# START OF Data excerpts
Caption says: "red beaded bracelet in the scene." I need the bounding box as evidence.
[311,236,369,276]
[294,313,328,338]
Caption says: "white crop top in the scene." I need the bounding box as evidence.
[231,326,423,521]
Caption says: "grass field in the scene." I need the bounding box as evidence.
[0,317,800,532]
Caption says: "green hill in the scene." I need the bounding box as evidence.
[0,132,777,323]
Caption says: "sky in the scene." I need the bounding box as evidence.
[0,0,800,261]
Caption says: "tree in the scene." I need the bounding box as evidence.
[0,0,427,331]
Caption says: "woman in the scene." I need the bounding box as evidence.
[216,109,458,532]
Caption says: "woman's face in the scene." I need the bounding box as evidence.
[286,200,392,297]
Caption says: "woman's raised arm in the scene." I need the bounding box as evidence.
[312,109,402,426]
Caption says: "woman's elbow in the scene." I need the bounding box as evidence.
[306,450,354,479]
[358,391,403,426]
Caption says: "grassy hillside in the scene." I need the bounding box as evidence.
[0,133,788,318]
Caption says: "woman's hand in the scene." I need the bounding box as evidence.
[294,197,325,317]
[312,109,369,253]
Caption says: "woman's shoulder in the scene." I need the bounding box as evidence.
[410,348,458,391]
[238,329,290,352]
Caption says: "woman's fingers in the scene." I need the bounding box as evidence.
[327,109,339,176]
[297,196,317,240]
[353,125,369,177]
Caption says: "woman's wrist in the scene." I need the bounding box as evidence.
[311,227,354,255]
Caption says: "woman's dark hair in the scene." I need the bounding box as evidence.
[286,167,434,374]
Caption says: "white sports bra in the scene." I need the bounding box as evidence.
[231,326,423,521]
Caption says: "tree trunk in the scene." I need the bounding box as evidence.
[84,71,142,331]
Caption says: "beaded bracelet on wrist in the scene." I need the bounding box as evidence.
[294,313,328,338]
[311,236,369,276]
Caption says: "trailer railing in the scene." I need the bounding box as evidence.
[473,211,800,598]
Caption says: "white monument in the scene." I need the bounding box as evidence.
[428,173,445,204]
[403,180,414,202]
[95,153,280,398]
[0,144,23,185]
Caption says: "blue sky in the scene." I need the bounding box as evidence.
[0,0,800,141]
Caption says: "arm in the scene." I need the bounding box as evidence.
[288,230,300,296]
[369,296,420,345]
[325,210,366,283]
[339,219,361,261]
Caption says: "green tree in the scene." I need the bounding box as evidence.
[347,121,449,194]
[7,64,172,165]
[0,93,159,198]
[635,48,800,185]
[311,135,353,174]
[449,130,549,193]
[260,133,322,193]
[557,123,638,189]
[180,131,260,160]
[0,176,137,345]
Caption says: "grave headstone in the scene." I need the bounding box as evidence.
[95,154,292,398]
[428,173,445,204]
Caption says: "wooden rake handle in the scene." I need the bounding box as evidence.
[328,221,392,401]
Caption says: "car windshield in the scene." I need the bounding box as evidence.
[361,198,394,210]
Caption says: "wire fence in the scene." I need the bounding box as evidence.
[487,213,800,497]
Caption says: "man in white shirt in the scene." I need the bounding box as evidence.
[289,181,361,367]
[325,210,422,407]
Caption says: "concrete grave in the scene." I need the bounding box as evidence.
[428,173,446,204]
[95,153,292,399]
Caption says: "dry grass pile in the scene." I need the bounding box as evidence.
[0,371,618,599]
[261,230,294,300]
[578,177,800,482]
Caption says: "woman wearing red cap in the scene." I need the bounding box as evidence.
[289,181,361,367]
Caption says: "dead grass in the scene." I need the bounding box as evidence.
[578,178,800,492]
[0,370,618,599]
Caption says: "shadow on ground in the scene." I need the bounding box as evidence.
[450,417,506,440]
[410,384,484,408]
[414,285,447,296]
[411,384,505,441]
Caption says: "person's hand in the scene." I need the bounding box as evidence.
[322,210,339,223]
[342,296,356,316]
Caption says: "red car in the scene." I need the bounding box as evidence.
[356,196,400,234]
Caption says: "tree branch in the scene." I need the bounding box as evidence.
# END OF Data excerpts
Task to carry out: Arrange every line of the listing above as a numbered list, leaving out any blank lines.

Solution to this exercise:
1. Caption says: "red beaded bracelet in the scene." I need the bounding box as evidence.
2. [311,236,369,276]
3. [294,313,328,338]
4. Caption says: "white crop top in the scene." I need the bounding box as evidence.
5. [231,326,423,521]
6. Caption says: "grass field in the scene." I need the bounding box as evidence.
7. [0,317,800,532]
8. Caption says: "green hill in the scene." I need the bounding box as evidence.
9. [0,132,777,323]
10. Caption says: "sky in the scene." I need the bounding box as evidence.
11. [0,0,800,261]
12. Caption says: "tree in the scene." I need the bounding box as evidence.
13. [0,0,427,331]
14. Caption says: "woman in the scene." I need the bounding box as evidence.
15. [216,109,458,532]
16. Caption says: "woman's face in the scene." I need the bounding box as evidence.
17. [286,200,392,297]
18. Caption says: "woman's raised arm in the scene." I need the bounding box as evidence.
19. [312,109,402,426]
20. Caption says: "woman's elbow in the scene." I need the bounding box as evidence.
21. [306,450,354,479]
22. [358,391,403,426]
23. Caption says: "grassy hillside in the scene." I need the bounding box as evidence.
24. [0,133,788,318]
25. Caption says: "woman's hand in the scene." I need the bounding box as evidence.
26. [294,197,325,317]
27. [312,109,369,253]
28. Caption says: "woman's shoulder in the scene." I need the bounding box as evidence.
29. [410,348,458,391]
30. [238,329,290,352]
31. Caption says: "woman's fingers in the scene." I need the bounding box as evidence.
32. [327,109,339,176]
33. [297,196,317,240]
34. [353,125,369,177]
35. Caption says: "woman's wrist in the scene." I need the bounding box as evidence.
36. [311,227,354,255]
37. Caption says: "woman's dark hair in the scene." I need the bounding box as evidence.
38. [286,167,434,374]
39. Caption says: "white sports bra in the scene." I need the bounding box as evidence.
40. [231,326,423,521]
41. Caption says: "tree trunk in the scene." I need the bounding box as evidence.
42. [84,71,142,331]
43. Caption says: "beaded bracelet on wrist in the scene." I need the bounding box as evidence.
44. [294,313,328,338]
45. [311,236,369,276]
46. Caption says: "trailer railing in the scene." I need the bounding box as evidence.
47. [473,211,800,598]
48. Caption says: "white monument in the scene." I need the bounding box as evidence.
49. [428,173,445,204]
50. [403,180,414,202]
51. [95,153,280,398]
52. [0,144,23,185]
53. Caption says: "blue sky in the scene." I need the bounding box as evidence.
54. [0,0,800,141]
55. Caption says: "arm in the scene." I need the bounding box as evidence.
56. [288,230,300,296]
57. [369,296,420,345]
58. [325,210,366,283]
59. [339,219,361,261]
60. Caption says: "green tree in the scene." I need the bounding box as evidence.
61. [347,121,449,194]
62. [7,64,172,165]
63. [0,93,159,198]
64. [635,48,800,185]
65. [311,135,353,174]
66. [449,130,549,193]
67. [260,133,322,193]
68. [557,123,638,189]
69. [180,131,260,160]
70. [0,176,137,345]
71. Caption says: "grave headstone in the scene." I need the bounding box as evidence.
72. [95,154,292,398]
73. [428,173,445,204]
74. Caption says: "wooden rake handle in the scene." I need the bounding box as evidence.
75. [328,221,392,401]
76. Caption says: "car windshield in the scene." I need the bounding box as evidence.
77. [361,198,394,210]
78. Caption says: "wire fence in the scene." I need the bounding box as evidence.
79. [487,213,800,497]
80. Caption says: "man in white shirt in the scene." I need the bounding box as evidence.
81. [289,181,361,367]
82. [325,210,422,407]
83. Caption says: "concrete grave in the scene." I need the bounding box as evidence.
84. [428,173,446,204]
85. [95,153,292,399]
86. Caption says: "dry grass pile in the scene." I need the bounding box as evidence.
87. [0,371,618,599]
88. [261,230,294,300]
89. [578,177,800,482]
90. Caption says: "woman wearing red cap in the scene." I need the bounding box as evidence.
91. [289,181,361,367]
92. Caption says: "dead grass in the scene." I need the bounding box as evidence.
93. [578,178,800,492]
94. [0,370,618,599]
95. Caption says: "shadow on ground in the scene." I need the bounding box as evidence.
96. [450,417,506,440]
97. [410,384,484,408]
98. [414,285,447,296]
99. [411,384,505,441]
100. Caption says: "person's hand in the scene." I need the bounding box as evidence.
101. [322,210,339,223]
102. [342,296,356,316]
103. Caption says: "red car in the scene." I need the bounding box as evidence.
104. [356,196,400,234]
105. Caption says: "tree branch in the scene." I need the bounding box as evidence.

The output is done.